Stored data:

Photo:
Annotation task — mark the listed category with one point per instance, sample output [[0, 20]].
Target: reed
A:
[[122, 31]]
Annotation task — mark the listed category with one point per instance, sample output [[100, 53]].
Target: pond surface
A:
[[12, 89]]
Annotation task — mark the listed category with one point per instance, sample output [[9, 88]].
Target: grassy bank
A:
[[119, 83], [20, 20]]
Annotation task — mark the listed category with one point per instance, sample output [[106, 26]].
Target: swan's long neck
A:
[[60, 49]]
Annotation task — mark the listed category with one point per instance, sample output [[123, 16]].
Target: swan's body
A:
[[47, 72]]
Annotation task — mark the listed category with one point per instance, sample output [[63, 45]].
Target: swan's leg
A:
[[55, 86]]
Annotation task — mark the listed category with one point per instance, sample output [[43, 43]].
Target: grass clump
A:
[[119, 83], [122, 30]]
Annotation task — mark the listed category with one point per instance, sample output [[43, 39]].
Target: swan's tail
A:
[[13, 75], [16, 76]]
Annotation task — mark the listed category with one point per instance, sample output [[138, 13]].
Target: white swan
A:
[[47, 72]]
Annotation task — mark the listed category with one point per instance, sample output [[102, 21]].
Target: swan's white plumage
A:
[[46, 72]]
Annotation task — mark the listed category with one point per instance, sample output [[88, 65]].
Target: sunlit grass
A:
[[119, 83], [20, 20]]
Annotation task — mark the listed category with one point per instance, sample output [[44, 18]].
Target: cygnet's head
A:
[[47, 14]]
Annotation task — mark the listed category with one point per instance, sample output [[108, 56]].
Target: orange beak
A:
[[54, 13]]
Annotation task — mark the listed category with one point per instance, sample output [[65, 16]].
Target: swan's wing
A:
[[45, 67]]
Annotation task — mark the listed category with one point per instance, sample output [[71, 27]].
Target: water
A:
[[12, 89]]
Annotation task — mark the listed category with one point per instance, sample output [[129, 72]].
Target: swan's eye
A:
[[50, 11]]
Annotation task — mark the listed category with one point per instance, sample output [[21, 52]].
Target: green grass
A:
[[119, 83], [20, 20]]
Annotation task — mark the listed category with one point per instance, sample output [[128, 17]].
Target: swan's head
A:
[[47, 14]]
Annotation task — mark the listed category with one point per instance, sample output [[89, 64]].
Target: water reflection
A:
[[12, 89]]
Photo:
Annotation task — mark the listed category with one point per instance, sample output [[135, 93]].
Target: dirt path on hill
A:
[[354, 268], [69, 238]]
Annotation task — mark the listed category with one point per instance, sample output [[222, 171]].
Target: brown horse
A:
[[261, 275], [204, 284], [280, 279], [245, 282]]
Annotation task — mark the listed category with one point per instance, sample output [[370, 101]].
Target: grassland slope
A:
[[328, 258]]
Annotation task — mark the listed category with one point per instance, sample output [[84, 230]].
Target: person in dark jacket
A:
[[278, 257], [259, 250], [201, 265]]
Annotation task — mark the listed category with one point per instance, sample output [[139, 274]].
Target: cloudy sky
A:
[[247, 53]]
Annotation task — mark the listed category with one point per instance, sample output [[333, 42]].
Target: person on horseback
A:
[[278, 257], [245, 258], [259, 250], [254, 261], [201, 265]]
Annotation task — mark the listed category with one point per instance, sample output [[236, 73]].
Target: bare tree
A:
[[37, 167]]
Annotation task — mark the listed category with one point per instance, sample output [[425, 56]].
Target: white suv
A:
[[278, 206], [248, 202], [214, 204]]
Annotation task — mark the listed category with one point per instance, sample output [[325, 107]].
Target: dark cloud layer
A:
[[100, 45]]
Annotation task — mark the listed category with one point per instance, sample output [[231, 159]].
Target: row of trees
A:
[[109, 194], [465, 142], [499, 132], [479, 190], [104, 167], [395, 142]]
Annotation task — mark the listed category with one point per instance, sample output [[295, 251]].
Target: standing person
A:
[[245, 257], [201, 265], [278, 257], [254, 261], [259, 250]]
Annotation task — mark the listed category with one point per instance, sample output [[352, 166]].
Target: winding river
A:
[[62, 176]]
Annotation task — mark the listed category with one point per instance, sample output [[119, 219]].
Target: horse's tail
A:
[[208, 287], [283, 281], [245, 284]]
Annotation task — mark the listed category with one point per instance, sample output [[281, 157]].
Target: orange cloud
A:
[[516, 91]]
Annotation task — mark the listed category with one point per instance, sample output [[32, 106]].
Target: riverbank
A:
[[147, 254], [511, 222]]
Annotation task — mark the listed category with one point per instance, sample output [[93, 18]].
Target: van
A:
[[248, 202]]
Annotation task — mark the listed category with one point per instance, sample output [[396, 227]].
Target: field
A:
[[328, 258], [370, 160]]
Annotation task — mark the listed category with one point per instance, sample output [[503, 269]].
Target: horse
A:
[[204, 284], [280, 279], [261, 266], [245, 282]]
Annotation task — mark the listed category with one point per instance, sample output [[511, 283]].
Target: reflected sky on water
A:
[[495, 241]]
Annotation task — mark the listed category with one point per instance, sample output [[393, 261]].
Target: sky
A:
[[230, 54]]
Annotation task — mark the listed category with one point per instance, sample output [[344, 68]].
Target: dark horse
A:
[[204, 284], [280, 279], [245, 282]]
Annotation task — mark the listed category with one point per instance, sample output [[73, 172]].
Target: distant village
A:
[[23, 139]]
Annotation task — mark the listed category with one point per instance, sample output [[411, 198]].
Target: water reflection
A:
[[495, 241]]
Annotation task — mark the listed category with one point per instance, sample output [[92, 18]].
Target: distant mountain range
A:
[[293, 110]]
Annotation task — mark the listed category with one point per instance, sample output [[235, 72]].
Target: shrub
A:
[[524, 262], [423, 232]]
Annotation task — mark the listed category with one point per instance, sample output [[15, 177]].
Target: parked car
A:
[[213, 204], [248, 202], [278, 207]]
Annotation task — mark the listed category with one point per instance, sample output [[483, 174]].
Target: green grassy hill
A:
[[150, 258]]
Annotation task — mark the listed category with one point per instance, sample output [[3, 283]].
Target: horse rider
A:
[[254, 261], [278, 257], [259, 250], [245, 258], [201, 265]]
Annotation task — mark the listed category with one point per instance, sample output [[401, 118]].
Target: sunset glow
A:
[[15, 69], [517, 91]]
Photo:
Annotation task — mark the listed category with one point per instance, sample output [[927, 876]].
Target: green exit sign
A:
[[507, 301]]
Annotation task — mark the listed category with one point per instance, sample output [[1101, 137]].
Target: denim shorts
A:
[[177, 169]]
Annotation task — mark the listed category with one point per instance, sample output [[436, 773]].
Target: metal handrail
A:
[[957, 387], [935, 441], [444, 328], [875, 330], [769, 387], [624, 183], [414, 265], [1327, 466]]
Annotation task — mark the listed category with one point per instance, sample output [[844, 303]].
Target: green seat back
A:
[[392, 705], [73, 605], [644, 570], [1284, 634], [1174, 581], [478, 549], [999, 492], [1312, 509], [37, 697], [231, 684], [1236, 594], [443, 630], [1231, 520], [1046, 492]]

__Request__. Copy out every one of the records above word for word, with no changes.

__Exercise answer__.
Photo:
Annotation task — mark the listed category with one point per instance, sample output [[0, 20]].
Target: reed
A:
[[122, 31]]
Annotation task — mark the listed category with one point per instance, sample output [[100, 53]].
Target: pond surface
A:
[[12, 89]]
Annotation task — mark the listed category with one point per instance, sample output [[9, 88]].
Target: grassy bank
A:
[[119, 83], [20, 20]]
Annotation task — mark the listed category with one point per instance, sample output [[106, 26]].
Target: swan's long neck
A:
[[60, 49]]
Annotation task — mark the listed category with one point per instance, sample output [[123, 16]].
Target: swan's body
A:
[[47, 72]]
Annotation task — mark the listed category with one point per instance, sample output [[63, 45]].
Target: swan's leg
A:
[[55, 86]]
Annotation task — mark the listed category with one point per instance, sample output [[43, 43]].
Target: grass clump
A:
[[119, 83], [122, 30]]
Annotation task — mark the listed category with one point per instance, sample output [[43, 39]].
Target: swan's tail
A:
[[13, 75], [16, 76]]
Annotation task — mark the listed category with one point per instance, sample output [[138, 13]].
Target: white swan
A:
[[47, 72]]
Annotation task — mark the listed category with one point per instance, sample output [[102, 21]].
Target: swan's white plumage
A:
[[46, 72]]
Annotation task — mark the listed category with one point per instance, sample output [[88, 65]].
Target: sunlit grass
A:
[[119, 83], [20, 20]]
Annotation task — mark the listed category with one point per instance, sample output [[44, 18]].
Target: cygnet's head
A:
[[47, 14]]
Annotation task — mark the listed category with one point per instance, sample output [[108, 56]].
Target: orange beak
A:
[[54, 13]]
Annotation task — mark the listed category with one point per instance, sample output [[65, 16]].
Target: swan's wing
A:
[[45, 67]]
Annotation task — mark the listed category with one point per instance, sample output [[71, 27]].
Target: water
A:
[[12, 89]]
Annotation task — mark the listed category with one point per instance, sample output [[129, 72]].
Target: swan's eye
A:
[[50, 11]]
Annotation task — mark the listed category with one point per instance, sample output [[21, 52]].
Target: green grass
A:
[[119, 83], [20, 20]]
Annotation task — mark the listed category with one point per instance, sample output [[128, 17]].
Target: swan's head
A:
[[47, 14]]
Annotation task — mark the listed category with one point per instance, sample output [[89, 64]].
Target: water reflection
A:
[[12, 89]]
Photo:
Annotation task — mark the listed category with one point per instance, sample output [[135, 93]].
Target: dirt path on hill
A:
[[354, 268], [69, 238]]
Annotation task — mark the listed category with one point per instance, sample output [[222, 171]].
Target: brown horse
A:
[[261, 275], [204, 284], [280, 279], [245, 282]]
Annotation task — mark the listed category with one point per instance, sample output [[370, 101]].
Target: grassland slope
A:
[[328, 258]]
Annotation task — mark the listed category with one point per instance, sample output [[84, 230]].
Target: person in dark jacket
A:
[[278, 257], [259, 250], [201, 265]]
Annotation task — mark the listed category with one point per instance, sample output [[139, 274]].
Target: cloudy sky
A:
[[247, 53]]
Annotation task — mark the listed category with one point per instance, sample output [[333, 42]].
Target: person on horseback
A:
[[278, 257], [245, 258], [259, 250], [254, 261], [201, 265]]
Annotation task — mark the listed category with one point per instance, sample output [[236, 73]].
Target: bare tree
A:
[[37, 167]]
Annotation task — mark the listed category with one point per instance, sample output [[425, 56]].
Target: white suv
A:
[[278, 206], [248, 202], [214, 204]]
Annotation task — mark the listed category with one point per instance, sample output [[325, 107]].
Target: dark cloud layer
A:
[[100, 45]]
Annotation task — mark the listed category with one point per instance, sample output [[231, 159]].
Target: row of trees
A:
[[109, 194], [465, 142], [499, 132], [479, 190], [104, 167], [395, 142]]
Annotation task — mark the listed category with one point per instance, sample output [[295, 251]].
Target: standing person
A:
[[245, 257], [201, 265], [278, 257], [254, 261], [259, 250]]
Annotation task — mark the listed category with one point per instance, sample output [[352, 166]].
Target: winding river
A:
[[62, 176]]
Annotation task — mark the listed category with one point per instance, sample output [[119, 219]].
Target: horse's tail
A:
[[208, 287], [283, 281], [245, 284]]
Annotation task — mark the listed category with one point per instance, sample output [[281, 157]].
Target: orange cloud
A:
[[516, 91]]
Annotation task — mark the listed category with one point per instance, sample output [[32, 106]].
Target: riverbank
A:
[[147, 254], [511, 222]]
Annotation task — mark the listed category with one point per instance, sample output [[93, 18]].
Target: van
A:
[[248, 202]]
Annotation task — mark the listed category with one point per instance, sample output [[396, 227]].
Target: field
A:
[[328, 258], [370, 160]]
Annotation task — mark the listed category with one point per instance, sample output [[503, 269]].
Target: horse
A:
[[204, 284], [280, 279], [261, 266], [245, 282]]
Annotation task — mark the listed category with one point per instance, sample output [[511, 283]].
Target: reflected sky on water
A:
[[495, 241]]
Annotation task — mark the listed category with one point per instance, sample output [[393, 261]].
Target: sky
A:
[[230, 54]]
Annotation task — mark the listed category with one point per instance, sample output [[344, 68]].
Target: dark horse
A:
[[204, 284], [280, 279], [245, 282]]
Annotation task — mark the listed category with one point per instance, sample output [[73, 172]].
Target: distant village
A:
[[23, 139]]
Annotation task — mark the listed category with one point per instance, sample output [[411, 198]].
Target: water reflection
A:
[[495, 241]]
Annotation task — mark the listed category with one point per instance, sample output [[92, 18]].
Target: distant mountain range
A:
[[293, 110]]
Annotation task — mark the listed category with one point per instance, sample output [[235, 72]].
Target: shrub
A:
[[524, 262], [423, 232]]
Annotation task — mark the listed category with one point per instance, sample output [[15, 177]].
Target: parked car
A:
[[213, 204], [248, 202], [278, 207]]
Annotation task — mark the listed category with one point per instance, sample output [[483, 174]].
Target: green grassy hill
A:
[[150, 258]]
Annotation task — mark the listed category with one point per instance, sample output [[3, 283]].
Target: horse rider
A:
[[254, 261], [278, 257], [259, 250], [245, 258], [201, 265]]
Annotation task — mark the listed category with one point per instance, sample output [[401, 118]].
Target: sunset glow
A:
[[15, 69], [517, 91]]
Photo:
Annotation task — mark the listed category with one point per instance, sample output [[927, 876]].
Target: green exit sign
A:
[[507, 301]]
Annotation task — mark the listed category with one point per instance, sample output [[1101, 137]].
Target: denim shorts
A:
[[177, 169]]
Annotation task — mark the listed category with one point per instance, sample output [[436, 773]].
Target: metal handrail
A:
[[957, 387], [935, 441], [444, 328], [875, 330], [769, 387], [624, 183], [414, 265], [1327, 466]]
Annotation task — mark the listed category with one point per instance, sample output [[844, 303]].
Target: green seat back
A:
[[392, 705], [73, 605], [644, 570], [1284, 634], [1174, 581], [478, 549], [999, 492], [1312, 509], [37, 697], [231, 684], [1236, 594], [443, 630], [1231, 520], [1046, 492]]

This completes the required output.